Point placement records
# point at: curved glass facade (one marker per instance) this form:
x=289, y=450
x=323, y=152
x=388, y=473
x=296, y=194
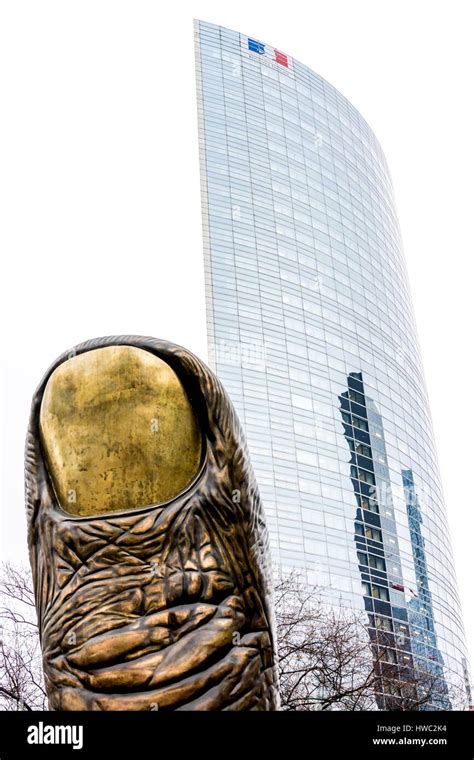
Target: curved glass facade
x=311, y=330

● **PROBLEM REQUIREMENTS**
Rewrite all of the records above, replacing "facade" with "frontage" wherever it appears and keeping everything else unchanged. Omit the pictures from your answer.

● **REPLY TO THE EXERCISE**
# point at: curved glass frontage (one marker per instance) this form:
x=289, y=450
x=323, y=152
x=388, y=473
x=296, y=194
Target: curved glass frontage
x=311, y=330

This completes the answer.